**DOCUMENT EXTRACT:**
────────
Synthetic Data: The Future Because Real Data Is Too Inefficient
January 28, 2022
One of the biggest problems with AI advancement is the lack of comprehensive datasets. AI algorithms use datasets to learn how to interpret and understand information. The lack of datasets has resulted in biased aka faulty algorithms. The most notorious examples are “racist” photo recognition or light sensitivity algorithms that are unable to distinguish dark skin tones. VentureBeat shares that a new niche market has sprung up: “Synthetic Data Platform Mostly AI Lands $25M.”
Mostly AI is an Austria startup that specializes in synthetic data for AI model testing and training. The company recently acquired $25 million in funding from Molten Ventures with plans to invest the funds to accelerate the industry. Mostly AI plans to hire more employees, create unbiased algorithms, and increase their presence in Europe and North America.
It is difficult for AI developers to roundup comprehensive datasets, because of privacy concerns. There is tons of data available for AI got learn from, but it might not be anonymous and it could be biased from the get go.
Mostly AI simulates real datasets by replicating the information for data value chains but removing the personal data points. The synthetic data is described as “good as the real thing” without violating privacy laws. The synthetic data algorithm works like other algorithms:
“The solution works by leveraging a state-of-the-art generative deep neural network with an in-built privacy mechanism. It learns valuable statistical patterns, structures, and variations from the original data and recreates these patterns using a population of fictional characters to give out a synthetic copy that is privacy compliant, de-biased, and just as useful as the original dataset – reflecting behaviors and patterns with up to 99% accuracy.”
Mostly AI states that their platform also accelerates the time it takes to access the datasets. They claim their technology reduces the wait time by 90%.
Demands for synthetic data are growing as the AI industry burgeons and there is a need for information to advance the technology. Efficient, acceptable error rates, objective methods: What could go wrong?
Whitney Grace, January 27, 2022
────────
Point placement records

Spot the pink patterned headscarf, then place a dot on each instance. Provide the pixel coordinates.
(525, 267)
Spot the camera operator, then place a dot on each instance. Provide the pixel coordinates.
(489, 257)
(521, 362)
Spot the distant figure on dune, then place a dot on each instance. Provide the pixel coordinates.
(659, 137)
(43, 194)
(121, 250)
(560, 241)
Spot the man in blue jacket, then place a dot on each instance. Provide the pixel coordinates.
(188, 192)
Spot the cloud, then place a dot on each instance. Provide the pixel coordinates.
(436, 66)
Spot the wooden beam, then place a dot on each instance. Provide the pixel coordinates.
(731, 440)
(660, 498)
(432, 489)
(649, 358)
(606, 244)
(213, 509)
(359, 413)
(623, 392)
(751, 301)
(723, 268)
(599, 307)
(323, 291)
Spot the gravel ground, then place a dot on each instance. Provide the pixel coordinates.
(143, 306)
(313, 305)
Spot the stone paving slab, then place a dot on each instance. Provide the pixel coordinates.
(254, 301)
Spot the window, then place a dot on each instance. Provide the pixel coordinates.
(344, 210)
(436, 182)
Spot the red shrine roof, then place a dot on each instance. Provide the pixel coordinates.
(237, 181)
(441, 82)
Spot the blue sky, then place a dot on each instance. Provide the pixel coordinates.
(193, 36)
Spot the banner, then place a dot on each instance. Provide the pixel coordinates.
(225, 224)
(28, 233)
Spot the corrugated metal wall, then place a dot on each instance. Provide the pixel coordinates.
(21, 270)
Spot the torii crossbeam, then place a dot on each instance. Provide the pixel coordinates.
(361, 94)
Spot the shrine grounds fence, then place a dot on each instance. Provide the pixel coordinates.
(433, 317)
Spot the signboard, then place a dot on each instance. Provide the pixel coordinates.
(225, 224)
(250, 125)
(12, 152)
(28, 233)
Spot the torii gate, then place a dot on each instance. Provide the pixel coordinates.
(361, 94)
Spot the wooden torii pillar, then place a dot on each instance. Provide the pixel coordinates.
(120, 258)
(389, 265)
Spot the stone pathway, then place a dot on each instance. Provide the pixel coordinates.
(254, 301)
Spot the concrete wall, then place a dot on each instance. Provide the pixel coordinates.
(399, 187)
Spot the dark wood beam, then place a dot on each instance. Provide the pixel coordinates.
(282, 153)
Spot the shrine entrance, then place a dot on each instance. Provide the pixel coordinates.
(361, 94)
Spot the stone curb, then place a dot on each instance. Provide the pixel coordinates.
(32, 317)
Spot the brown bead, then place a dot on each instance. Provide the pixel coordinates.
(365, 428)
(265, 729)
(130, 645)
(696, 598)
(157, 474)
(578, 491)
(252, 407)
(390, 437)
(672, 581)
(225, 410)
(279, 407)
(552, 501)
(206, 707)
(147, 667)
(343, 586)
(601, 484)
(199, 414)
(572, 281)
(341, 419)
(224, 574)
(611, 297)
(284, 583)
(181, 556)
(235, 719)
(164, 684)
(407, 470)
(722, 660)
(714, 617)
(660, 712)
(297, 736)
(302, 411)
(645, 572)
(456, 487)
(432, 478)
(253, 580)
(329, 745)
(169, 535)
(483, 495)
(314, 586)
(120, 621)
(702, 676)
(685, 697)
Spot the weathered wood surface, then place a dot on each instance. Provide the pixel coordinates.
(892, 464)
────────
**WHAT YOU WILL DO:**
Can you reproduce word for word the part of the synthetic data article that begins at the words "Mostly AI is" and stops after "and North America."?

**COMPLETE OUTPUT:**
Mostly AI is an Austria startup that specializes in synthetic data for AI model testing and training. The company recently acquired $25 million in funding from Molten Ventures with plans to invest the funds to accelerate the industry. Mostly AI plans to hire more employees, create unbiased algorithms, and increase their presence in Europe and North America.